__Trecho do texto__
------------------------------------------------------------------------
Outro nome que vai deixar o eleitorado republicano entusiasmado: Tom Homam, para um cargo que é amplamente conhecido como Czar da Fronteira, ou seja, o encarregado das deportações em massa de imigrantes clandestinos que chegaram aos muito milhões durante o governo Biden. Muitos eleitores votaram por isso, mas são enormes as dificuldades, inclusive físicas.
Mais um problema para Susie Wiles administrar internamente: toda a legislação sobre o tema tem que ser esquadrinhada para não cair na justiça. Outro de seus requisitos obrigatórios no futuro cargo será filtrar os bajuladores que querem tirar uma lasquinha de qualquer político importante, imagine-se do homem que voltará a ocupar o cargo mais poderoso do mundo.
INEXPLICÁVEL SIMPATIA
Trump tem seguido, sem nenhuma surpresa, caminhos sinuosos no encaminhamento de seu segundo mandato. Por exemplo, Elon Musk participou da conversa que ele teve com Volodymyr Zelensky sobre um dos assuntos mais importantes do mundo, a agressão russa à Ucrânia. Todos suspeitam que ele vai acabar favorecendo Vladimir Putin, por quem nutre inexplicável simpatia. Mas num telefonema vazado, ele pediu ao líder russo que não aumente a atividade militar na Ucrânia.
Vazou também que, na conversa com Zelensky, que Trump disse: “Você vai ficar satisfeito com o que vamos fazer”.
O mais previsível seria o congelamento da atual situação no campo de batalha – o que selaria a perda dos territórios ucranianos ocupados, mas também impediria o lento e aparentemente inexorável avanço russo.
Vários analistas acham que a Ucrânia no momento está lutando puramente pela sobrevivência. Os quase mil quilômetros dessa frente, que deixa aos russos 20% do território ucraniano, seriam transformados em zona desmilitarizada e negociações de paz estabeleceriam garantias e incentivos para a Ucrânia.
------------------------------------------------------------------------
__Dados disponíveis__
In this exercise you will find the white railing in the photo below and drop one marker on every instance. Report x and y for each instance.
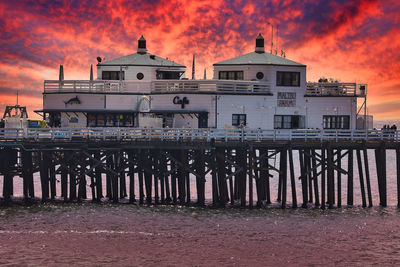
------------------------------------------------------------------------
__Instruções da tarefa__
Passe para o inglês esta frase do trecho sobre o segundo mandato de Trump: "Vários analistas acham que a Ucrânia no momento está lutando puramente pela sobrevivência." Para responder, use só o trecho.

__Solução__
Several analysts think that Ukraine is currently fighting purely for survival.